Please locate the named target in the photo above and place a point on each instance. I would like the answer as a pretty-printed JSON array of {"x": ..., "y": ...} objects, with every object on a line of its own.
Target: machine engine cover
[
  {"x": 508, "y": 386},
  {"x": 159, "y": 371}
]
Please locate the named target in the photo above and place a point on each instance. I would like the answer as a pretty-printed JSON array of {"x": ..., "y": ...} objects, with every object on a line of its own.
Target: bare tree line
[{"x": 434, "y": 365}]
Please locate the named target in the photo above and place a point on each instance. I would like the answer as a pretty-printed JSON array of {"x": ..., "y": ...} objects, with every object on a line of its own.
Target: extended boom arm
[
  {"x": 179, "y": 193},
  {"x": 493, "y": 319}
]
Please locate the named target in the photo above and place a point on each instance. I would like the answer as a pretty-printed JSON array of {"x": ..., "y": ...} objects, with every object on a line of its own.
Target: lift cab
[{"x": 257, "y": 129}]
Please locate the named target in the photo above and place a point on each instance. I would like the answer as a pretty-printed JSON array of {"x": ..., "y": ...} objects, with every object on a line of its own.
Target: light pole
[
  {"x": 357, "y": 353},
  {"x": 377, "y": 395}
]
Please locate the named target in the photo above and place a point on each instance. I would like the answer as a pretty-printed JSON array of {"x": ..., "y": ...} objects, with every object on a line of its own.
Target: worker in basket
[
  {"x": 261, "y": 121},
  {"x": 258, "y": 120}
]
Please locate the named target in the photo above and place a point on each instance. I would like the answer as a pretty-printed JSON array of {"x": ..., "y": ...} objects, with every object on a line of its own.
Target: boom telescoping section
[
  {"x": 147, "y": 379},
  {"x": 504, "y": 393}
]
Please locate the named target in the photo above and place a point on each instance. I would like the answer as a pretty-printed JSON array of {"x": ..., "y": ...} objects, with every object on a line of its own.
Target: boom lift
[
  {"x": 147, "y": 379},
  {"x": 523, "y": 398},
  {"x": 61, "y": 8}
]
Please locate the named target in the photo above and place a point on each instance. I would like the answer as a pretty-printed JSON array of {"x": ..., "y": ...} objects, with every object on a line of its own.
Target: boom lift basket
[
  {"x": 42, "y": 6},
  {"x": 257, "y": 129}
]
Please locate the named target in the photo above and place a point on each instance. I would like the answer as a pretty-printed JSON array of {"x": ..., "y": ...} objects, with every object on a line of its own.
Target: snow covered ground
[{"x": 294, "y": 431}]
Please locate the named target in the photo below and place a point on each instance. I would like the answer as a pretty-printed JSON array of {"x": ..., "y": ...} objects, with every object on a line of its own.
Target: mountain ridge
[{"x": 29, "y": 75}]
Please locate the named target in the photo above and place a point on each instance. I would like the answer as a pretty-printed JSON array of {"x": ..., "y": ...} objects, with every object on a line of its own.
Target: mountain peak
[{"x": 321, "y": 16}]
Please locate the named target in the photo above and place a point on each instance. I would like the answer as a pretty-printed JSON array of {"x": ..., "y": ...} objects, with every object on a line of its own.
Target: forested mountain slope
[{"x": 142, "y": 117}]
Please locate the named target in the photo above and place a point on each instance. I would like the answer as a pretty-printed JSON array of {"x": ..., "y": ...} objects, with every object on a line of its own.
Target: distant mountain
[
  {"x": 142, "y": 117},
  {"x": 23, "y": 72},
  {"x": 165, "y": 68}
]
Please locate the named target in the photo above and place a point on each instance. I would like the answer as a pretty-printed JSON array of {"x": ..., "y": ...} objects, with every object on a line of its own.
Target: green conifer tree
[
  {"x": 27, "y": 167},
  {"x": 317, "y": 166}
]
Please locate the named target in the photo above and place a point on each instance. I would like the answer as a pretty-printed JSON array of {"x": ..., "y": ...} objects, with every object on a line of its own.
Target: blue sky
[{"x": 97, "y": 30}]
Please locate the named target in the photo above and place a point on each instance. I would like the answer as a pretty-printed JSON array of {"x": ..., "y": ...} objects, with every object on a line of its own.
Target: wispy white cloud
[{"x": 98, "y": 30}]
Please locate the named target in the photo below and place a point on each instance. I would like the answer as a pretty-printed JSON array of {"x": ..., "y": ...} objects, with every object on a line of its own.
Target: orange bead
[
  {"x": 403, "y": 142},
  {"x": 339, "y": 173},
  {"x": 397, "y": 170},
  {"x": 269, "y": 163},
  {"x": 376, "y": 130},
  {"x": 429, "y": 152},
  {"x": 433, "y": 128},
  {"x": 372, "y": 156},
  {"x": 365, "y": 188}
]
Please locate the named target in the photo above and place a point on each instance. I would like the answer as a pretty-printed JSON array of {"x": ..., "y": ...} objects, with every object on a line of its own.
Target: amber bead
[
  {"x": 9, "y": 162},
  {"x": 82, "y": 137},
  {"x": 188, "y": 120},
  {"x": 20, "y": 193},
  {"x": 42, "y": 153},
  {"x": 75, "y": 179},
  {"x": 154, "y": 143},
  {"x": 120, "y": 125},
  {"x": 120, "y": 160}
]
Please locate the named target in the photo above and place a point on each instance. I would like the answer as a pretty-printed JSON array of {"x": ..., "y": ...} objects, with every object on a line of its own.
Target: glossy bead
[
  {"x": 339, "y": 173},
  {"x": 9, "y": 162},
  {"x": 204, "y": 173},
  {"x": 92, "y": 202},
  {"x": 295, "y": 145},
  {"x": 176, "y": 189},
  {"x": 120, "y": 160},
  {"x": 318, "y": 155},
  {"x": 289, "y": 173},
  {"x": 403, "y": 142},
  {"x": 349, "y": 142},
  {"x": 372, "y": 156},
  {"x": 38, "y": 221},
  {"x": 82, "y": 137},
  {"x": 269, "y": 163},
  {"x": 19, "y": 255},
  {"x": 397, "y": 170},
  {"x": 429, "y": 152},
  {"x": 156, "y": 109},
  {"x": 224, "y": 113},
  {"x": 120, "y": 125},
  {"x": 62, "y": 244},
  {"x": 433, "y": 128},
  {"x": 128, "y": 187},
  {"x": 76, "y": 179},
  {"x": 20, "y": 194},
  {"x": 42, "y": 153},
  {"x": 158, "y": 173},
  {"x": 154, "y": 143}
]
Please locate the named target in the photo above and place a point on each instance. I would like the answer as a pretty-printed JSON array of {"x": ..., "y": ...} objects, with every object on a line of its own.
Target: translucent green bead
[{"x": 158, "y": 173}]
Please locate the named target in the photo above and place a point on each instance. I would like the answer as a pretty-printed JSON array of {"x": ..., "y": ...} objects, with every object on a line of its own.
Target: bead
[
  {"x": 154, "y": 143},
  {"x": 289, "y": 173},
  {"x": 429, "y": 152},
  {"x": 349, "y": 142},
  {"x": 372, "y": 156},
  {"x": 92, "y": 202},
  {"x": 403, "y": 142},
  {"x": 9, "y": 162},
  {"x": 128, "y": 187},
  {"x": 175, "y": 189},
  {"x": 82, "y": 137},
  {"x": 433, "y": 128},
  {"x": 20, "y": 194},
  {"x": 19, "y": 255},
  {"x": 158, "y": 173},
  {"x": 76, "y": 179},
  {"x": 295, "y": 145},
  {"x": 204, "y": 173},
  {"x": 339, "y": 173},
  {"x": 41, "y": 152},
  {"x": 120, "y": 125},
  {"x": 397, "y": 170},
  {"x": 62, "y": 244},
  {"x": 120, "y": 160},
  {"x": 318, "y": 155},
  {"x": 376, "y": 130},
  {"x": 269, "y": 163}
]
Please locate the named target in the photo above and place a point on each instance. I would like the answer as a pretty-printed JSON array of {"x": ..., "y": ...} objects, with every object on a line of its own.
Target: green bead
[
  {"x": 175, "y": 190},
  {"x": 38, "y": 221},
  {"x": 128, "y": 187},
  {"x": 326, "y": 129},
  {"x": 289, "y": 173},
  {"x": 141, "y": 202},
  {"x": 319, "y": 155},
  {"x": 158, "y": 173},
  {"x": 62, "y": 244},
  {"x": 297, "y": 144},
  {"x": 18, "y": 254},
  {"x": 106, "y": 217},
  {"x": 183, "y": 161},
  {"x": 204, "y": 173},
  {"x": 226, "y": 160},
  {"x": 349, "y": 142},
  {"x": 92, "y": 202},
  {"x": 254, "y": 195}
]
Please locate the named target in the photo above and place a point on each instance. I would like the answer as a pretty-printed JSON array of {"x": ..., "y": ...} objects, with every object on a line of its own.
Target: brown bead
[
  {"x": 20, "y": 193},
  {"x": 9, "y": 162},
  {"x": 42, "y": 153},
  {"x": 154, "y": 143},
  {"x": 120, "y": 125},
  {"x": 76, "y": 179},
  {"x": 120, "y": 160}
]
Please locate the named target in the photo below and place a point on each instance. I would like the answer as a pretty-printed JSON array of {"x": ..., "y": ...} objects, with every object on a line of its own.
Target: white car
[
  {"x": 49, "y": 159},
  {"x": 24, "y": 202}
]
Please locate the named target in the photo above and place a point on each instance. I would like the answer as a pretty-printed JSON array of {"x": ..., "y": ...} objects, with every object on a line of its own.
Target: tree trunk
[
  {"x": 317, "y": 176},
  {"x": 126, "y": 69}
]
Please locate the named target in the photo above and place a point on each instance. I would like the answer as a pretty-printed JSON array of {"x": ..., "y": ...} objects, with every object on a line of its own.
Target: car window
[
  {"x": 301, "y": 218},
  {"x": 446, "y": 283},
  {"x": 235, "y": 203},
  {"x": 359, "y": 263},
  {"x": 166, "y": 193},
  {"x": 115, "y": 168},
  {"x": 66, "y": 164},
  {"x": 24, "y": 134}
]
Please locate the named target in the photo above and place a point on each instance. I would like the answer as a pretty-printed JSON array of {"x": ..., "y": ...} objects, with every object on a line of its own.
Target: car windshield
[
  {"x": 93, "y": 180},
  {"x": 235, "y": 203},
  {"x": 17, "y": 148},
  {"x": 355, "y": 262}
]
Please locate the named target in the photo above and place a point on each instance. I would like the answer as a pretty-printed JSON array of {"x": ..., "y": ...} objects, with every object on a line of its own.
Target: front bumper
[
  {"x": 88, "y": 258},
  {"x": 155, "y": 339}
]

• • •

Starting at the line with "Target: car windshield", copy every line up to and including the last one in the entries above.

#### [ANSWER]
Target: car windshield
[
  {"x": 93, "y": 180},
  {"x": 235, "y": 203},
  {"x": 17, "y": 148},
  {"x": 355, "y": 262}
]
Please locate the named target in the photo above and place a point on each instance. I would like the answer as a pretty-printed JSON array of {"x": ..., "y": ...} objects, with every object on a line of its own.
Target: front bumper
[
  {"x": 88, "y": 258},
  {"x": 155, "y": 339}
]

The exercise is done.